**Aim**. Please format every line of the items below as a JSON list of strings, one string per line, with blank lines left out.

Dataset rows
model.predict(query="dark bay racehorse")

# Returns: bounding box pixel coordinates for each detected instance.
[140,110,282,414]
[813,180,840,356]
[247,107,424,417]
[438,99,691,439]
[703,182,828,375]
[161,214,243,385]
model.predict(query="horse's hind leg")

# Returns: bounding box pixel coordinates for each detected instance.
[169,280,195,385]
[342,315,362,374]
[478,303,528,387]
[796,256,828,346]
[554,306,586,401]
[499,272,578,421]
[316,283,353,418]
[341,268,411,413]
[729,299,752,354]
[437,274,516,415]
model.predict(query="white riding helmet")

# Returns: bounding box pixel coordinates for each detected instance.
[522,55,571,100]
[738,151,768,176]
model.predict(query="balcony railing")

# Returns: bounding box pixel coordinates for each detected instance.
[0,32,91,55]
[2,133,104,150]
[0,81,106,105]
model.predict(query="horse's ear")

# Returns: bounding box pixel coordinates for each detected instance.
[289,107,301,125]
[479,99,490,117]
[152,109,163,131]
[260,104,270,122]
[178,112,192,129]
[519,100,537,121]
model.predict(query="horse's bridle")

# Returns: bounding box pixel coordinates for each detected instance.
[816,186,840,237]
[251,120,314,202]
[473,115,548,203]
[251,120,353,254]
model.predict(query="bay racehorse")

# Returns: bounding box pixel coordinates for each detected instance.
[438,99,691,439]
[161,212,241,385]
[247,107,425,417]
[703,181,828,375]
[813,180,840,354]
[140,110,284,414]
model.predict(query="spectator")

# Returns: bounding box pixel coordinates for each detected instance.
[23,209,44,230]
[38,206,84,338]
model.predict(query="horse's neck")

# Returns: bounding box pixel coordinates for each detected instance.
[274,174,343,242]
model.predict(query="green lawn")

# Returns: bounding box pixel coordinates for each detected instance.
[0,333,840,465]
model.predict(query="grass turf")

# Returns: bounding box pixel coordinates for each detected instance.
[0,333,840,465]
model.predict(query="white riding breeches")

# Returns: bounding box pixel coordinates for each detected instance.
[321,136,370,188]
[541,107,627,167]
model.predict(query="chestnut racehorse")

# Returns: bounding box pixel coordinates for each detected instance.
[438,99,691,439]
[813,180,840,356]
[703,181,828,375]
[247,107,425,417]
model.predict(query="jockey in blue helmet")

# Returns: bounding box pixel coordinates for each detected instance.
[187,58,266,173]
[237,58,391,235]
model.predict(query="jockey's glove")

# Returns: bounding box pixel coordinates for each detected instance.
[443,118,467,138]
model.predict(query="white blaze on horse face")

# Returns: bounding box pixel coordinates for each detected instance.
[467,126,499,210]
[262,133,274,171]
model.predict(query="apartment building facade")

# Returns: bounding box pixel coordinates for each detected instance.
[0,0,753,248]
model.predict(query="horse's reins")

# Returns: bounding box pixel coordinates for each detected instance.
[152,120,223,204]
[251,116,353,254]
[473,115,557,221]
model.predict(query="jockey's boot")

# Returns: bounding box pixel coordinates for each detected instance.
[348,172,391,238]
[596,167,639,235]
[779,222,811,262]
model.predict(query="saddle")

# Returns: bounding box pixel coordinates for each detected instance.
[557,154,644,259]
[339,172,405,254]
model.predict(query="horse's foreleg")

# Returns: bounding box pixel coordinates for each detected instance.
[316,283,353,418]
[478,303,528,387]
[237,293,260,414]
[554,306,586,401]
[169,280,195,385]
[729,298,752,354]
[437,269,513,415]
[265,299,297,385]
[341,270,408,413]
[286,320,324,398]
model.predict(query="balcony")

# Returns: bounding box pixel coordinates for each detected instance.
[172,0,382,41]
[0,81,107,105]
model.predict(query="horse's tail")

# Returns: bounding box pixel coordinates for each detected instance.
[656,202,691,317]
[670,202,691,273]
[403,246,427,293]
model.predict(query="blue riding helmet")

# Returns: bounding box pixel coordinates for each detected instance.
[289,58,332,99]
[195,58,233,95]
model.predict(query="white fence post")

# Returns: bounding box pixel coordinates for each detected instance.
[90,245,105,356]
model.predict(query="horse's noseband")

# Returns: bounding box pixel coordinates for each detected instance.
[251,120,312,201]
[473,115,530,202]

**Response below**.
[
  "model.predict(query=\"dark bay racehorse\")",
  "# Returns: bounding box pixel coordinates for each detected instance.",
  "[140,110,282,414]",
  "[813,180,840,356]",
  "[247,107,424,417]",
  "[438,99,691,439]",
  "[703,182,828,375]",
  "[161,214,243,385]",
  "model.predict(query=\"horse's hind leg\")",
  "# Returns: bounding box pixel coordinates for each detected instance.",
  "[169,280,195,385]",
  "[342,315,362,374]",
  "[478,303,528,387]",
  "[796,256,828,346]",
  "[554,306,586,401]",
  "[499,272,578,421]",
  "[316,283,353,418]",
  "[341,268,411,413]",
  "[729,299,752,354]",
  "[437,274,516,415]",
  "model.predict(query=\"white riding helmet\")",
  "# Returns: bounding box pixel coordinates for each detected instance.",
  "[522,55,571,100]",
  "[738,151,768,176]",
  "model.predict(query=\"balcony railing\")",
  "# Returns: bounding box pixel coordinates for each detected instance.",
  "[0,32,91,55]",
  "[2,133,104,150]",
  "[0,81,106,105]",
  "model.predict(query=\"horse's ear\")",
  "# Returns: bounding box pixel coordinates for each detected instance.",
  "[289,107,301,125]",
  "[479,99,490,117]",
  "[152,109,163,131]",
  "[260,104,270,122]",
  "[178,112,192,129]",
  "[519,100,537,121]",
  "model.predict(query=\"horse's bridle\")",
  "# Returns: bounding box pixel coordinates for each detected instance.",
  "[816,186,840,237]",
  "[251,120,314,202]",
  "[473,115,548,203]",
  "[251,120,353,254]",
  "model.predict(query=\"bay racehorse\")",
  "# Returns: bounding box pixel coordinates for each detected instance.",
  "[438,99,691,439]",
  "[161,212,241,385]",
  "[247,107,425,417]",
  "[703,181,828,375]",
  "[813,180,840,354]",
  "[140,110,284,414]",
  "model.predict(query=\"spectator\")",
  "# Returns: bounding box pixel coordinates for each detected instance.",
  "[23,209,44,230]",
  "[38,206,84,338]",
  "model.predict(query=\"horse's neck\")",
  "# Returns: bounding box pixel coordinates for each detected instance.",
  "[274,174,343,242]",
  "model.predict(query=\"green lawn\")",
  "# Returns: bounding box pixel coordinates for each detected instance.",
  "[0,333,840,465]",
  "model.predict(query=\"grass turf\")",
  "# Returns: bounding box pixel coordinates for each detected instance.",
  "[0,333,840,465]",
  "model.predict(query=\"white riding breeches\")",
  "# Returns: bounding box pixel coordinates for each detected instance.",
  "[321,136,370,188]",
  "[541,107,627,167]",
  "model.predict(query=\"chestnut racehorse\")",
  "# Returns: bounding box pixel coordinates for each detected instance.",
  "[438,99,691,439]",
  "[813,180,840,356]",
  "[703,181,828,375]",
  "[247,107,425,417]",
  "model.predict(query=\"jockey in blue helmet\")",
  "# Returns: bounding box pixel coordinates for each detected instance.",
  "[187,58,266,173]",
  "[237,58,391,235]",
  "model.predict(query=\"jockey's glove\")",
  "# Returns: bounding box pixel coordinates for each detected instance.",
  "[443,118,467,138]",
  "model.predict(query=\"white blaze on horse face\")",
  "# Returns: bounding box pixel coordinates for each detected instance.",
  "[467,126,499,210]",
  "[262,133,274,171]",
  "model.predict(query=\"apartment building facade\")",
  "# Returns: bounding box pixel coordinates for each detected instance.",
  "[0,0,753,248]",
  "model.predict(query=\"horse's reins\")",
  "# Returns: bounding box pixel coordinates for each detected instance.",
  "[152,120,223,204]",
  "[251,116,353,254]",
  "[473,115,557,221]",
  "model.predict(query=\"jockey's boot\")",
  "# Returns: bounding box pixel coordinates for each detected instance.",
  "[348,172,391,238]",
  "[596,167,639,235]",
  "[779,222,811,262]",
  "model.predict(query=\"saddle\")",
  "# Returns: bounding box pixel coordinates for each detected instance.",
  "[557,154,644,259]",
  "[339,172,405,254]",
  "model.predict(query=\"horse's foreleg\")",
  "# Returns: bounding box pixel coordinates for each detected instance.",
  "[316,283,353,418]",
  "[478,303,528,387]",
  "[237,293,260,414]",
  "[554,306,586,401]",
  "[169,280,195,385]",
  "[729,298,752,354]",
  "[437,269,513,415]",
  "[265,299,297,385]",
  "[341,270,408,413]",
  "[286,320,324,398]",
  "model.predict(query=\"balcony\")",
  "# Returns: bounding box pixel coordinates for each detected instance.",
  "[172,0,382,41]",
  "[0,81,107,105]",
  "model.predict(query=\"horse's tail\")",
  "# Returns: bounding box pixel coordinates for each detected instance.",
  "[656,202,691,317]",
  "[670,202,691,273]",
  "[403,246,427,293]",
  "model.predict(query=\"blue riding helmet\")",
  "# Returns: bounding box pixel coordinates for each detected instance.",
  "[289,58,332,99]",
  "[195,58,233,95]",
  "model.predict(query=\"white fence post\")",
  "# Returns: bounding box pixel coordinates for each detected instance.",
  "[90,245,105,356]",
  "model.predict(query=\"horse's noseband\")",
  "# Returns: bounding box pixel coordinates for each detected instance.",
  "[251,120,312,201]",
  "[473,115,530,202]"
]